-------- Task data
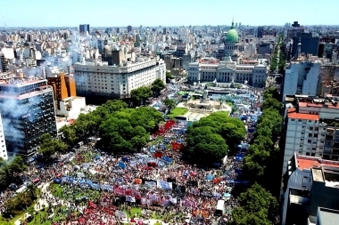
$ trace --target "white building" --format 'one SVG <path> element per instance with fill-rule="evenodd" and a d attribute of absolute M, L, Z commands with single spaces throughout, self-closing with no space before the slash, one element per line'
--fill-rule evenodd
<path fill-rule="evenodd" d="M 59 107 L 55 108 L 57 116 L 62 116 L 68 119 L 77 119 L 81 112 L 81 108 L 86 107 L 86 99 L 84 97 L 69 97 L 60 100 Z"/>
<path fill-rule="evenodd" d="M 149 86 L 155 79 L 166 81 L 162 60 L 136 58 L 136 62 L 108 66 L 107 62 L 74 65 L 74 79 L 79 96 L 128 98 L 132 90 Z"/>
<path fill-rule="evenodd" d="M 3 120 L 0 115 L 0 158 L 4 160 L 8 159 L 6 143 L 4 141 Z"/>
<path fill-rule="evenodd" d="M 225 61 L 214 58 L 205 58 L 188 65 L 187 80 L 190 83 L 213 82 L 242 83 L 256 87 L 264 85 L 268 76 L 268 68 L 263 64 L 242 65 L 226 57 Z"/>
<path fill-rule="evenodd" d="M 294 94 L 317 96 L 320 66 L 319 60 L 291 62 L 285 73 L 284 100 Z"/>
----------------
Aim of the exercise:
Could you put the lines of the records above into a numbered list, skipping any blank lines and leaving the pictures out?

Answer to this exercise:
1. $ trace --target "white building" --format 'one SVG <path> element per instance with fill-rule="evenodd" and a d attribute of absolute M, L, Z commands with single spaces throughout, self-closing with no space before the slash, one element per line'
2. --fill-rule evenodd
3. <path fill-rule="evenodd" d="M 59 107 L 55 108 L 57 116 L 62 116 L 68 119 L 77 119 L 81 112 L 81 108 L 86 107 L 86 99 L 84 97 L 69 97 L 60 100 Z"/>
4. <path fill-rule="evenodd" d="M 149 86 L 155 79 L 166 81 L 162 60 L 136 58 L 136 62 L 108 66 L 107 62 L 74 65 L 74 79 L 79 96 L 128 98 L 132 90 Z"/>
5. <path fill-rule="evenodd" d="M 3 120 L 0 115 L 0 158 L 4 160 L 8 159 L 6 143 L 4 141 Z"/>
6. <path fill-rule="evenodd" d="M 225 61 L 214 58 L 205 58 L 188 65 L 187 80 L 190 83 L 213 82 L 242 83 L 256 87 L 264 85 L 268 76 L 268 68 L 263 64 L 242 65 L 226 57 Z"/>
7. <path fill-rule="evenodd" d="M 294 94 L 317 96 L 320 66 L 319 60 L 291 62 L 285 73 L 284 100 Z"/>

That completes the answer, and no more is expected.